**Textauszug:**
╭──
Ulbricht und Honecker – zwei Systeme in einem Staat
Die meisten heute lebenden DDR-Bürger wuchsen in der Honecker-Ära auf. Viele kennen daher das politische und wirtschaftliche Klima der früheren Ulbricht-Ära nur aus Erzählungen. Doch die beiden Phasen der DDR-Geschichte unterschieden sich teils erheblich. Welche Unterschiede bestanden – und wo lagen möglicherweise sogar Vorteile der Honecker-Zeit?
Eine Schwarz-Weiß-Betrachtung ist für die Geschichte der DDR ungeeignet. Die DDR war nie ein statisches System. Ideologische Linien wechselten, politische Ziele verschoben sich. Zwar verlief Ulbrichts Sturz nicht blutig wie in klassischen Machtkämpfen des alten Roms, doch Intrigen und Rollen der Beteiligten erinnern durchaus an antike Vorgänge.
Ulbricht stand für strikte Diktatur, für die Verfolgung Andersdenkender und für den Bau der Berliner Mauer. Gleichzeitig trieb er die Gleichstellung der Frau voran, forcierte technische Modernisierung und machte die DDR innerhalb des Ostblocks zu einem der fortschrittlichsten Staaten. Seine Reformansätze lösten ein kleines wirtschaftliches Aufschwungphänomen aus – eine Art „Mini-Wirtschaftswunder“ im sozialistischen Rahmen.
╰──
**Vorliegende Einträge:**
╭──
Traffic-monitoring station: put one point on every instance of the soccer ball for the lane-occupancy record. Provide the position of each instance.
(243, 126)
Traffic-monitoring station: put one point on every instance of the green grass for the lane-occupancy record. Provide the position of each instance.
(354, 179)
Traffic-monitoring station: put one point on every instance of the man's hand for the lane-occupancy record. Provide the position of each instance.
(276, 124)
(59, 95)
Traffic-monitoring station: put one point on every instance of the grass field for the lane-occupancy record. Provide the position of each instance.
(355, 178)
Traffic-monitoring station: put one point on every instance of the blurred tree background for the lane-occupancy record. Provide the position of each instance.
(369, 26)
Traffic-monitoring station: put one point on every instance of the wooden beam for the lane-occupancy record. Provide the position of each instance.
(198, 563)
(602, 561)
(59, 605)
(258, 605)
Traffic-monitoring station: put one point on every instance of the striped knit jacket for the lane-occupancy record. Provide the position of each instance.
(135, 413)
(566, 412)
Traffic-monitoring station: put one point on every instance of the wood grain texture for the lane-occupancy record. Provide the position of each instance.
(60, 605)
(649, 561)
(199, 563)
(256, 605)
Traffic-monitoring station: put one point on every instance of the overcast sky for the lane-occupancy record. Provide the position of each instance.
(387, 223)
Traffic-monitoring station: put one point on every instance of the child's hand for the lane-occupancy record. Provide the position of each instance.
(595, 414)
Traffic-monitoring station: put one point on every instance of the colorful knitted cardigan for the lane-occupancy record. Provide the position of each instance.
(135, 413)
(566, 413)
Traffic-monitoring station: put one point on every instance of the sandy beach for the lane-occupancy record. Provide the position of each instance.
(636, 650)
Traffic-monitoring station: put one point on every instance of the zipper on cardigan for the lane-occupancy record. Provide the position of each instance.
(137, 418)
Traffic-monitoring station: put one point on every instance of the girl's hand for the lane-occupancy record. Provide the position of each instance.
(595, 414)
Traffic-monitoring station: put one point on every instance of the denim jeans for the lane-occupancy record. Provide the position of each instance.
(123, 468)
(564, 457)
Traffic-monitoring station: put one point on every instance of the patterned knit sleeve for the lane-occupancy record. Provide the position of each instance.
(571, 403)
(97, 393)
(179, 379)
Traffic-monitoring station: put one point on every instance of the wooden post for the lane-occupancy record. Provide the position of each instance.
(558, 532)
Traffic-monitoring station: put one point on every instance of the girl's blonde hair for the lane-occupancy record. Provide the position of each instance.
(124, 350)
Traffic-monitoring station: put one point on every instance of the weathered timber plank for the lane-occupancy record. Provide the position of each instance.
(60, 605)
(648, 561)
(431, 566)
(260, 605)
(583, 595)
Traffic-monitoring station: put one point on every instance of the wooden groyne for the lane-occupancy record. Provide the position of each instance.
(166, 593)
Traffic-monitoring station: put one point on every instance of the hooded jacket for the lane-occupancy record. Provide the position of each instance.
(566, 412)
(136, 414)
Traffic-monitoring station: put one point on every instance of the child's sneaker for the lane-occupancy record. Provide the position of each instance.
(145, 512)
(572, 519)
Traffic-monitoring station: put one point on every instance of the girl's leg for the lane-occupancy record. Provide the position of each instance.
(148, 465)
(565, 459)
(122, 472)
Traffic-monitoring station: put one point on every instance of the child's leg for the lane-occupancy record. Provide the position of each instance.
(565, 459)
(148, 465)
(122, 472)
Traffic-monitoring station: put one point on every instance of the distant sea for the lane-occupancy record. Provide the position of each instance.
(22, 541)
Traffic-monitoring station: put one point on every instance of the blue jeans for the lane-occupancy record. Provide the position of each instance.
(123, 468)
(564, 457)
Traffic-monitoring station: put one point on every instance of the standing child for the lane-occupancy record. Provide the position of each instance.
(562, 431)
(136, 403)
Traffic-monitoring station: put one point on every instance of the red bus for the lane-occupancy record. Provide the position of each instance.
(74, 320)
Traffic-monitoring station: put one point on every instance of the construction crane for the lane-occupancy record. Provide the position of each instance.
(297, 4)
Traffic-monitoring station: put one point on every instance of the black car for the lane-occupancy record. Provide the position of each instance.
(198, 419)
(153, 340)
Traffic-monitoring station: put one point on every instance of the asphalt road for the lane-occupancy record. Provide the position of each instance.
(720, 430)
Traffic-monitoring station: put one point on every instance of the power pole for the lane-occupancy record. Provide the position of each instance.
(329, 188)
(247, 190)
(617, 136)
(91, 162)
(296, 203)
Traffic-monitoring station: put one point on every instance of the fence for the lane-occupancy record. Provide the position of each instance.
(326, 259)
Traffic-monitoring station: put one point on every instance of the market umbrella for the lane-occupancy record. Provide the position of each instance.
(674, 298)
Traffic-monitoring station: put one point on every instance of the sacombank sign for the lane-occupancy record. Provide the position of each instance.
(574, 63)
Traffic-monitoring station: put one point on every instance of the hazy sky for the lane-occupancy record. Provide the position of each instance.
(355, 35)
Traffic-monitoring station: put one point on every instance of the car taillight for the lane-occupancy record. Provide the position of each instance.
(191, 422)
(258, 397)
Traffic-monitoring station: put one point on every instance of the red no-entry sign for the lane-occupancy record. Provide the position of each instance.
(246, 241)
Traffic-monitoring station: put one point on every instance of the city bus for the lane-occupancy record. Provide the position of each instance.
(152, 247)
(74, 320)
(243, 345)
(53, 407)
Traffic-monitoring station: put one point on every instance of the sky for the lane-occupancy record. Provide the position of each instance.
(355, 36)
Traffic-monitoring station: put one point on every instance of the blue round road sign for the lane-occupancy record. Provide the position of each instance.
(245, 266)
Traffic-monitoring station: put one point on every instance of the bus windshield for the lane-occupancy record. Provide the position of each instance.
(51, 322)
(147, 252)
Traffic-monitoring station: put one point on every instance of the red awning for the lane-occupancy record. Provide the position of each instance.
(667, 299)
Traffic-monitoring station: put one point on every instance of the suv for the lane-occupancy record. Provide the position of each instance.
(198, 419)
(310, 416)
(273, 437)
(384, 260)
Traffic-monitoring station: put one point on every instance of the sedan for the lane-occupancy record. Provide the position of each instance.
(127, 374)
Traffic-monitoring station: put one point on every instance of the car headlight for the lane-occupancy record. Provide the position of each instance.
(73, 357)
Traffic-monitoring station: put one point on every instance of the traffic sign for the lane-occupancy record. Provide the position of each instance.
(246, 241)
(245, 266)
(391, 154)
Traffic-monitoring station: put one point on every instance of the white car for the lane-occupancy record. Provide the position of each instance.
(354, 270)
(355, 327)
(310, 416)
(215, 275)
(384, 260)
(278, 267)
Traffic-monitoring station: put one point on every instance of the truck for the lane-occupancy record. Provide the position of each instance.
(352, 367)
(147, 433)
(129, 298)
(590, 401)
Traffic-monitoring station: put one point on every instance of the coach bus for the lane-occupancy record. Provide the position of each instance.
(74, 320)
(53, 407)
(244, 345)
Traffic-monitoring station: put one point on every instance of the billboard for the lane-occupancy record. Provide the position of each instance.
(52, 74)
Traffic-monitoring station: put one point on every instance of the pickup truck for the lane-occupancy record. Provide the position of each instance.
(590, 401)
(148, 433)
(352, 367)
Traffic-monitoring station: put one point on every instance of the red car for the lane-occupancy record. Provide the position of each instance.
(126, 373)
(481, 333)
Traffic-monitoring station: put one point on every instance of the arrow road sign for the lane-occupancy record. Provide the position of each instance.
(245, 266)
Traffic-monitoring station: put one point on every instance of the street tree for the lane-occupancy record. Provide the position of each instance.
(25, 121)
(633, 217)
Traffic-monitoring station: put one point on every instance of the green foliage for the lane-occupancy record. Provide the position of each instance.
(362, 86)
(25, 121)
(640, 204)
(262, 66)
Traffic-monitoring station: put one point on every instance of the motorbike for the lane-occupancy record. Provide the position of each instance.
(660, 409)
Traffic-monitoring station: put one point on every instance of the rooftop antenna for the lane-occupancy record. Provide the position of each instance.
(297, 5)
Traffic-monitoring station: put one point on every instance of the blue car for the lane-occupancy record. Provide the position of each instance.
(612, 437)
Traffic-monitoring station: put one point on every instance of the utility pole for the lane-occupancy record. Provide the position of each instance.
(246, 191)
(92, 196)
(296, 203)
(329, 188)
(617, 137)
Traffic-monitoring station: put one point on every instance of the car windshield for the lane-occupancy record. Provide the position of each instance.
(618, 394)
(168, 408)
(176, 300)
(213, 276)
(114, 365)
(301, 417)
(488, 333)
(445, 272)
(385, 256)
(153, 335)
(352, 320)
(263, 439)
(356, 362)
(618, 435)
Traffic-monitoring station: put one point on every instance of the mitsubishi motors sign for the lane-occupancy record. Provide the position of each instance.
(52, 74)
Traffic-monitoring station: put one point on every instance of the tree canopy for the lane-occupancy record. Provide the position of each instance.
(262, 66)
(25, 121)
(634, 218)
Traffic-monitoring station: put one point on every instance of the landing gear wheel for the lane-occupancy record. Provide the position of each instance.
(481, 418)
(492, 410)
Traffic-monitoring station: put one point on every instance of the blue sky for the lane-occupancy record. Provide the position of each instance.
╰──
**Aufgabendetails:** Fasse den Absatz im Textauszug, der mit „Ulbricht stand für strikte Diktatur“ beginnt, als kurze Stichpunktliste zusammen und behalte dabei seine wesentlichen Aussagen bei.

**Die Antwort:**
- Ulbricht stand für strikte Diktatur, die Verfolgung Andersdenkender und den Bau der Berliner Mauer.
- Zugleich trieb er die Gleichstellung der Frau und die technische Modernisierung voran.
- Unter ihm wurde die DDR zu einem der fortschrittlichsten Staaten im Ostblock.
- Seine Reformansätze bewirkten einen kleinen wirtschaftlichen Aufschwung, eine Art „Mini-Wirtschaftswunder“ im sozialistischen Rahmen.